= Text section =
↓↓↓

The Observatory said troops kept up an offensive in an eastern coastal region where the U.S. says President Bashar Assad's forces may be preparing a massacre. The group said regime forces shelled Haffah and neighboring villages in Latakia province Tuesday for the eighth straight day, it said, as regime forces try to push through against stiff resistance. Activists say the government has brought in helicopter gunships to aid their offensive, an increasingly common practice.
The Haffah region is dominated by the Alawite sect and is close to Kardaha, which is the hometown of President Bashar Assad's family. Assad and most of Syria's ruling elite belong to the Alawite minority, an offshoot of Shiite Islam, while the Sunni Muslim majority makes up most of the opposition.
The United States had accused Assad's government Monday of using "new horrific tactics," while. State Department spokeswoman Victoria Nuland also said the regime "may be organizing another massacre" in Latakia, where U.N. monitors have been impeded.
Syria's Arab News Agency SANA reported Tuesday said that Syrian forces are still tracking down "terrorists," who it said had attacked the residents of Haffah.
It said that pursuit led to the killing of a number of gunmen, wounding others and arresting an unidentified number of them, adding that two Syrian troops were killed and some others wounded in the clashes.

↑↑↑

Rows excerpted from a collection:
↓↓↓

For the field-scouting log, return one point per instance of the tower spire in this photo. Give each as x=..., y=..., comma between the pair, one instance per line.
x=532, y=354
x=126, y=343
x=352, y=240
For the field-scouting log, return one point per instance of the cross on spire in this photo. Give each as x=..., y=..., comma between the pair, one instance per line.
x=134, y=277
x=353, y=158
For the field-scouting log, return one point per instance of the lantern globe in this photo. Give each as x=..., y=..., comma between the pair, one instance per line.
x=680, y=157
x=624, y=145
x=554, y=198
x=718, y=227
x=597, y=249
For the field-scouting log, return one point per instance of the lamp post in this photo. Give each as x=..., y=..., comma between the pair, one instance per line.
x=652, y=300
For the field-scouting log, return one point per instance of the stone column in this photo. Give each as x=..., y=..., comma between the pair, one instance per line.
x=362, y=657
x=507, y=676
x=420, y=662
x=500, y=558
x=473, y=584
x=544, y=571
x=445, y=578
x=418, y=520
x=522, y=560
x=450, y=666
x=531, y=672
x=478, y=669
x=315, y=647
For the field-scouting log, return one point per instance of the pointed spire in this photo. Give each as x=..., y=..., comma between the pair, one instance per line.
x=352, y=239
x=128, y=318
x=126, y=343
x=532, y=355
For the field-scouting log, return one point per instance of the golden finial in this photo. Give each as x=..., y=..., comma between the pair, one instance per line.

↑↑↑

= Work request A =
Answer these questions from the Haffah offensive report:
(i) As of Tuesday, for how many straight days had regime forces shelled Haffah and neighboring villages?
(ii) Which town near the Haffah region is the hometown of President Bashar Assad's family?
(iii) How many Syrian troops were killed in the clashes, according to SANA?
= Work request B =
Print the part of the Haffah offensive report from "The United States" to "in the clashes.".
The rows are separate material from the Haffah offensive report.

= Exercise response A =
(i) Eight
(ii) Kardaha
(iii) Two

= Exercise response B =
The United States had accused Assad's government Monday of using "new horrific tactics," while. State Department spokeswoman Victoria Nuland also said the regime "may be organizing another massacre" in Latakia, where U.N. monitors have been impeded.
Syria's Arab News Agency SANA reported Tuesday said that Syrian forces are still tracking down "terrorists," who it said had attacked the residents of Haffah.
It said that pursuit led to the killing of a number of gunmen, wounding others and arresting an unidentified number of them, adding that two Syrian troops were killed and some others wounded in the clashes.